### Set task A
Name every person the Hadoop thread mentions by name.
### Set task B
Do these statements agree with the Hadoop thread? Answer yes or no for each, and quote the words that decide it. (i) KFS has to be installed before Hadoop can be built. (ii) The LZO codec is bundled with Hadoop Common. (iii) Steve Loughran worked recently on pinning down the semantics of FileSystem and FileContext.
### Set task C
From the Hadoop thread, quote everything from "This way, the" down to "for responding Harsh.".

### Passage given
[Start]

-Re: [DISCUSS] - Committing client code to 3rd Party FileSystems within Hadoop Common
Colin McCabe 2013-05-24, 00:28
You might try looking at what KosmoFS (KFS) did. They have some code in
org/apache/hadoop/fs which calls their own Java shim.
This way, the shim code in hadoop-common gets updated whenever FileSystem
changes, but there is no requirement to install KFS before building Hadoop.
You might also try asking Steve Loughran, since he did some great work
recently to try to nail down the exact semantics of FileSystem and
FileContext and improve the related unit tests (see HADOOP-9258 and related
On Thu, May 23, 2013 at 2:52 PM, Stephen Watt <[EMAIL PROTECTED]> wrote:
> Thanks for responding Harsh.
> I agree. Hadoop Common does do a good job of maintaining a stable and
> public FS and FS Context API. The pro for maintaining client libraries
> outside of Hadoop Common is that the release owner of the library has much
> more autonomy and agility in maintaining the library. From the glusterfs
> plugin perspective, I concur with this. In contrast, if my library was
> managed inside of Hadoop Common, I'd have to spend the time to earn
> committer status to have an equivalent amount of autonomy and agility,
> which is overkill for someone just wanting to maintain 400 lines of code.
> I ruminated a bit about one con which might be that because it doesn't get
> shipped with Hadoop Common it might make it harder for the Hadoop User
> community to find out about it and obtain it. However, if you consider the
> LZO codec, the fact that its not bundled certainly doesn't hamper its
> You mentioned testing. I don't think regression across Hadoop releases is
> as big of an issue as (based on my understanding) you really just have two
> FileSystem interfaces (abstract class) to worry about WRT to compliance,
> namely the FileSystem interface reflected for Hadoop 1.0 and the FileSystem
> interface reflected for Hadoop 2.0. However, this is a broader topic that I
> also want to discuss so I'll tee it up in a separate thread.

[End]

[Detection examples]
[Start]

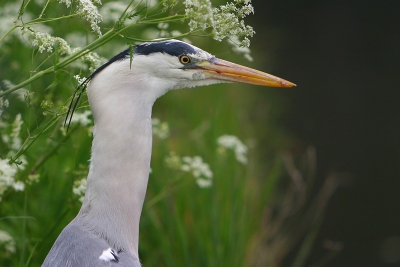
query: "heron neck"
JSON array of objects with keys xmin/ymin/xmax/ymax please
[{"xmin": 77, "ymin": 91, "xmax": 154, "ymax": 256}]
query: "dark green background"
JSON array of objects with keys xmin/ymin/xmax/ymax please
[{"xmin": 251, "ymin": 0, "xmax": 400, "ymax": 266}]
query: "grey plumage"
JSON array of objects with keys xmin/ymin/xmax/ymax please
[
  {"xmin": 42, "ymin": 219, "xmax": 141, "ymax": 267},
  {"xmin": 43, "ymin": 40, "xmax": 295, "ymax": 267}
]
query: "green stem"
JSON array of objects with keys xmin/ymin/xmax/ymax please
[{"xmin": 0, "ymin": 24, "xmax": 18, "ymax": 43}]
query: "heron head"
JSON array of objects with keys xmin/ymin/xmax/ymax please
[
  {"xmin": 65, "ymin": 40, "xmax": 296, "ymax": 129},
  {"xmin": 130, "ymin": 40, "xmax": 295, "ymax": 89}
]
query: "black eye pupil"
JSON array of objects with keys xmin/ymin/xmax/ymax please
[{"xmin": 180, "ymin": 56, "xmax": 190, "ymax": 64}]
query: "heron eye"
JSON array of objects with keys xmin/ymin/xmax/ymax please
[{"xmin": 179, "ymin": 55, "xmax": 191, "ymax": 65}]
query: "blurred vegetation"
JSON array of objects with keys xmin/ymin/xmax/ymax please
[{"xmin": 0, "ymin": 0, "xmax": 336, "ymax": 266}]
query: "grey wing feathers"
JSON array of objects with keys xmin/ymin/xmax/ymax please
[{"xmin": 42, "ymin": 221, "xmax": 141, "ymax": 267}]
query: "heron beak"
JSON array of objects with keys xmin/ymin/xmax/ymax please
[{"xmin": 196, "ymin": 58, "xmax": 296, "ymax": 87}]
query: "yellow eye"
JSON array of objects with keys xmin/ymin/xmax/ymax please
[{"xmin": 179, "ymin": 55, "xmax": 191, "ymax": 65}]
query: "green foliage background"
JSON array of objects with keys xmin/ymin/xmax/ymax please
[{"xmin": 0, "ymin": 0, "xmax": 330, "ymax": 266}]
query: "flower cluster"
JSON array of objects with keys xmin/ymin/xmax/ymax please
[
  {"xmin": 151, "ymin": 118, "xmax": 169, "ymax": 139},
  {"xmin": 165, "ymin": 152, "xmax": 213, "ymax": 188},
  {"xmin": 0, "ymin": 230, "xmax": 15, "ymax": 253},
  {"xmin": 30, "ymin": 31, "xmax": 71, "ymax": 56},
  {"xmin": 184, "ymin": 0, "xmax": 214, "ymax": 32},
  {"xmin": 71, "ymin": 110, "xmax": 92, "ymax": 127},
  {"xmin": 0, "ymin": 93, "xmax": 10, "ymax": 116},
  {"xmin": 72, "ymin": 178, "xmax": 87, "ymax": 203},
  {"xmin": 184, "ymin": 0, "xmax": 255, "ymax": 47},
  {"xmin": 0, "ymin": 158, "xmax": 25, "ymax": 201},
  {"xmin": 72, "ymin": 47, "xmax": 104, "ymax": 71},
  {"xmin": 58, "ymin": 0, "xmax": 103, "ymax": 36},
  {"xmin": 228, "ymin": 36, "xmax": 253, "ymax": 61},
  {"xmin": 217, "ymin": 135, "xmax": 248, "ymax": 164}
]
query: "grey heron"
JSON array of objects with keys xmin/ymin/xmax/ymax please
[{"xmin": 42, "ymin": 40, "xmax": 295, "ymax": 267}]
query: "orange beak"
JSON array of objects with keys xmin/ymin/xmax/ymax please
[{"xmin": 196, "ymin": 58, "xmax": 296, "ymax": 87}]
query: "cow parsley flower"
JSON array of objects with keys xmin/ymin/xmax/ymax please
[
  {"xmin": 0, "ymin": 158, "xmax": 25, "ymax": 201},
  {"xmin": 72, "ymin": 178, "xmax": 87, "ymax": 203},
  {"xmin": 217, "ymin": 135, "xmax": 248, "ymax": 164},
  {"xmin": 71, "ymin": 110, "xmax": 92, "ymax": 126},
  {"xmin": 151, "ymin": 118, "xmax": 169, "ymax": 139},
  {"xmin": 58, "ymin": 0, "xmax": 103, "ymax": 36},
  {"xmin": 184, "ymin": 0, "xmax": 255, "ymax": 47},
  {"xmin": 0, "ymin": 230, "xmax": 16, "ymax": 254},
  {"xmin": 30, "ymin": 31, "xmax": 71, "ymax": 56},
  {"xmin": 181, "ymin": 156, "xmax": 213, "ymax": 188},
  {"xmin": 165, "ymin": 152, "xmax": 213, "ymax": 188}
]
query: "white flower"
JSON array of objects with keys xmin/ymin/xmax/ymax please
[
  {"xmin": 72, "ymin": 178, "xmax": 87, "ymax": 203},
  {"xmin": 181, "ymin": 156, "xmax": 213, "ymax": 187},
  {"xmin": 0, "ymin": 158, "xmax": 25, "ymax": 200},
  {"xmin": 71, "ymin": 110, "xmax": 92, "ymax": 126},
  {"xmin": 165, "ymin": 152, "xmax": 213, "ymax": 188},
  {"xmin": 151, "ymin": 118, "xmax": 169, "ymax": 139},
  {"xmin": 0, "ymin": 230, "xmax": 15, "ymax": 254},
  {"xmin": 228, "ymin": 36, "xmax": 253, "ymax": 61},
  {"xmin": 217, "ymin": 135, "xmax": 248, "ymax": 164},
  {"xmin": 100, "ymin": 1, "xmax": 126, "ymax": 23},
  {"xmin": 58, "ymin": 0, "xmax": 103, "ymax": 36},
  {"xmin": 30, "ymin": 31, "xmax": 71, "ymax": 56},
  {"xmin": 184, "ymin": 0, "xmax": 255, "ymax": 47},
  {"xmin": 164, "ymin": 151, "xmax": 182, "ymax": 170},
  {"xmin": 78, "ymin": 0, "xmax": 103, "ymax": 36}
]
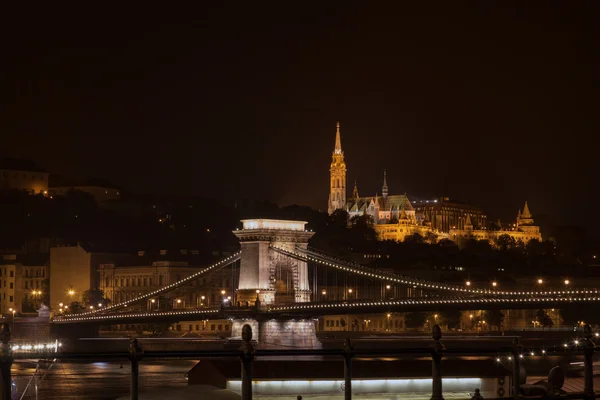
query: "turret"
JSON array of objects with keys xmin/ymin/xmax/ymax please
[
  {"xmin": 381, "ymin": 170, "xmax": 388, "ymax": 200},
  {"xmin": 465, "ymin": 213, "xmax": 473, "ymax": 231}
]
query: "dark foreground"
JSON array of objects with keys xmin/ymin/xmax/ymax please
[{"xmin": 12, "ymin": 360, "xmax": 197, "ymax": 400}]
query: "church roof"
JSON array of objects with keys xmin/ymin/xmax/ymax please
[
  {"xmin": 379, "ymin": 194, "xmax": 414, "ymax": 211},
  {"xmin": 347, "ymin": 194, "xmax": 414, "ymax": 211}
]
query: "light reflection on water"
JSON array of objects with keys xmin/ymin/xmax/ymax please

[End]

### Written reply A
Colin McCabe, Steve Loughran, Stephen Watt, Harsh

### Written reply B
(i) No: "there is no requirement to install KFS before building Hadoop."
(ii) No: "the fact that its not bundled certainly doesn't hamper its"
(iii) Yes: "he did some great work recently to try to nail down the exact semantics of FileSystem and FileContext"

### Written reply C
This way, the shim code in hadoop-common gets updated whenever FileSystem
changes, but there is no requirement to install KFS before building Hadoop.
You might also try asking Steve Loughran, since he did some great work
recently to try to nail down the exact semantics of FileSystem and
FileContext and improve the related unit tests (see HADOOP-9258 and related
On Thu, May 23, 2013 at 2:52 PM, Stephen Watt <[EMAIL PROTECTED]> wrote:
> Thanks for responding Harsh.